** Begin Data for this exercise **

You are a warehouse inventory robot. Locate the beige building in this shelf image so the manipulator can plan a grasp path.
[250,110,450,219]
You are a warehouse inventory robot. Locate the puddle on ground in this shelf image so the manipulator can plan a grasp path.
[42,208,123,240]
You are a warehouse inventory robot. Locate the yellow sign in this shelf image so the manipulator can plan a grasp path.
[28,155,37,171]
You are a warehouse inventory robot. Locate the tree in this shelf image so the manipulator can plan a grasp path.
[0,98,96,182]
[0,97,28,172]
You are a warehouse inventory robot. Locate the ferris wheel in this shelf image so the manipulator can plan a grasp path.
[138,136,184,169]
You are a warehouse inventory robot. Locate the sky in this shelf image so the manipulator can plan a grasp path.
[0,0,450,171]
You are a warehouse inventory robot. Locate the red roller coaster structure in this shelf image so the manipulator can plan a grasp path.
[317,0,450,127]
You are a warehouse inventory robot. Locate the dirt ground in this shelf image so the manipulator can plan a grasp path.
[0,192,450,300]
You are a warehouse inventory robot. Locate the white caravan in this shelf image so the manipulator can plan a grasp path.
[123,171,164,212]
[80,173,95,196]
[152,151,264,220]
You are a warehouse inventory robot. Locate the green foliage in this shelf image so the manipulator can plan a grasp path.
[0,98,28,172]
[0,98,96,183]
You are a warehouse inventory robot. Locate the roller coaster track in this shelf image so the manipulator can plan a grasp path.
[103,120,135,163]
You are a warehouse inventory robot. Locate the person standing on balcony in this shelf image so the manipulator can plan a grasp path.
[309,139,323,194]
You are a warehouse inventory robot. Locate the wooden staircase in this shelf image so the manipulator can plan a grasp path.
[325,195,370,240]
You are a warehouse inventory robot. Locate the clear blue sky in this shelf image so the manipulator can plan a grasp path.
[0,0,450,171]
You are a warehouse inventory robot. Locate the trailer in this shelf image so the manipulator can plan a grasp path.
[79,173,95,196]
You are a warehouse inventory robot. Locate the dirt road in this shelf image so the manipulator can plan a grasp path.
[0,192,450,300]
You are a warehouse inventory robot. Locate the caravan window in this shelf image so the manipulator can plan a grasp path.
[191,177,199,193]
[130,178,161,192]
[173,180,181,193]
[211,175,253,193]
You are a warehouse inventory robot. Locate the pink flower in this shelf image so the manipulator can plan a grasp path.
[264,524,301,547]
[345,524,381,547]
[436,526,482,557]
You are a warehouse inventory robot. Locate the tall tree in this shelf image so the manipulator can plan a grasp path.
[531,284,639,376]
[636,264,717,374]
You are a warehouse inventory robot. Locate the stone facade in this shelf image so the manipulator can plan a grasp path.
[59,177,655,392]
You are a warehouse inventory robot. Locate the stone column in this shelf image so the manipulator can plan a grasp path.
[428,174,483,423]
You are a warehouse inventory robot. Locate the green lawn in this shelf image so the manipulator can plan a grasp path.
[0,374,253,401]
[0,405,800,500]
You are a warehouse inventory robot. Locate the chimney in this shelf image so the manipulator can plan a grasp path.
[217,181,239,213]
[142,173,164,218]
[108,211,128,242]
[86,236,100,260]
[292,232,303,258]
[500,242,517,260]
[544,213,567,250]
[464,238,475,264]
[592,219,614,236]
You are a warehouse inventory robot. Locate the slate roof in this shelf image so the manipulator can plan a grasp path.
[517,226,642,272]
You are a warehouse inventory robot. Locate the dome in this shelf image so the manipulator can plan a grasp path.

** End Data for this exercise **

**Written instruction**. Format the material from its first line through the line containing "[317,0,450,127]", both ends included, as a JSON list of strings with one string per line and no blank lines.

**Response for this exercise**.
[
  "You are a warehouse inventory robot. Locate the beige building in this shelf image so the manipulator can plan a grasp path.",
  "[250,110,450,219]",
  "You are a warehouse inventory robot. Locate the puddle on ground in this shelf image so the manipulator can plan a grasp path.",
  "[42,208,123,240]",
  "You are a warehouse inventory robot. Locate the yellow sign in this shelf image so the manipulator can plan a grasp path.",
  "[28,155,37,171]",
  "You are a warehouse inventory robot. Locate the tree in this shelf image so the manipulator can plan a grasp path.",
  "[0,98,96,182]",
  "[0,97,28,172]",
  "You are a warehouse inventory robot. Locate the ferris wheel in this shelf image so the manipulator can plan a grasp path.",
  "[138,136,184,169]",
  "You are a warehouse inventory robot. Locate the sky in this shelf image so the manipulator can plan a grasp path.",
  "[0,0,450,171]",
  "You are a warehouse inventory robot. Locate the red roller coaster structure in this shelf image so the manipulator can plan a grasp path.",
  "[317,0,450,127]"
]